▼

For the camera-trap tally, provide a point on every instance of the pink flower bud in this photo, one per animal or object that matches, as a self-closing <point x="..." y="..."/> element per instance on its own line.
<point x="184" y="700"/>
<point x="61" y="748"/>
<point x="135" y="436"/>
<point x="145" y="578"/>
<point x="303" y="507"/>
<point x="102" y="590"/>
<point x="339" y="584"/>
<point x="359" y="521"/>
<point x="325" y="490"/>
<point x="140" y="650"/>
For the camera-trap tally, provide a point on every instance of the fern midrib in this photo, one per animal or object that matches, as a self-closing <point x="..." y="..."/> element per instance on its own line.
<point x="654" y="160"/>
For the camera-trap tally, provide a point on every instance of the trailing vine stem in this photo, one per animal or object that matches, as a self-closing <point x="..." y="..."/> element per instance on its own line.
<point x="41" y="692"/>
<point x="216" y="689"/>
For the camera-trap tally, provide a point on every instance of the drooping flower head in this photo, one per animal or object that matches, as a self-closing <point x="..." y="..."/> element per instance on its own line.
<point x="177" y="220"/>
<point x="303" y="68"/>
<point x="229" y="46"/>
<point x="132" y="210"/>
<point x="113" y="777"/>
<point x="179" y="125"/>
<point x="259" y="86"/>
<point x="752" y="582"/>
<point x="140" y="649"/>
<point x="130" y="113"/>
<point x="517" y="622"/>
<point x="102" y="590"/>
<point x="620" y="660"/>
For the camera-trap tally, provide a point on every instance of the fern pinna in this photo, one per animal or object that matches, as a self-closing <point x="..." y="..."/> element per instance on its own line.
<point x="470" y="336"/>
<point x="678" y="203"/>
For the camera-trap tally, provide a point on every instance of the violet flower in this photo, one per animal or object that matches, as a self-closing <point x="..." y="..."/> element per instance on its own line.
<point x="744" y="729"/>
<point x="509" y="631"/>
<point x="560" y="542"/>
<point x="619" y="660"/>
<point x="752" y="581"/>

▲

• [AIM OF THE TASK]
Reproduce the material above, changing each occurrence of "camera-trap tally" to "plant survey" and keeping every other part the same.

• [RESULT BELOW]
For the plant survey, provide a point on every instance of the pink flower bud in this photo, one per animal or object that matches, as a self-closing <point x="..." y="..."/> element per instance on its own line.
<point x="184" y="700"/>
<point x="61" y="748"/>
<point x="135" y="436"/>
<point x="145" y="578"/>
<point x="303" y="507"/>
<point x="102" y="590"/>
<point x="339" y="584"/>
<point x="359" y="521"/>
<point x="325" y="490"/>
<point x="140" y="650"/>
For the plant survey, provide a point on every instance of the fern midrib in this photo, one per animal or object that matches, as a self-closing <point x="..." y="..."/> element per instance on its own line.
<point x="654" y="160"/>
For the plant survey, provide a point on every instance of the trailing vine stem in this photo, one per animal or object that matches, as a self-closing <point x="..." y="..."/> element per instance on its own line.
<point x="41" y="692"/>
<point x="216" y="689"/>
For the plant survey, provide a point on every instance of the drooping flower head in this photo, one per animal or object that matches, as a self-closing <point x="..." y="..."/> element per instance on its own line.
<point x="177" y="220"/>
<point x="303" y="68"/>
<point x="229" y="46"/>
<point x="132" y="210"/>
<point x="113" y="777"/>
<point x="179" y="125"/>
<point x="259" y="86"/>
<point x="752" y="582"/>
<point x="140" y="649"/>
<point x="130" y="113"/>
<point x="517" y="622"/>
<point x="102" y="590"/>
<point x="620" y="660"/>
For the plant survey, provide a point on every instance of the fern pinna in this photo, one per animal or object that matches, as a self-closing <point x="..." y="..."/> element per instance on its own line.
<point x="470" y="336"/>
<point x="678" y="203"/>
For the plant survey, provide a point on every instance of the violet flower in this photo, one per animal or object that matches, as a self-closing <point x="..." y="..."/> element per instance on its own line.
<point x="744" y="729"/>
<point x="509" y="631"/>
<point x="560" y="542"/>
<point x="619" y="660"/>
<point x="752" y="581"/>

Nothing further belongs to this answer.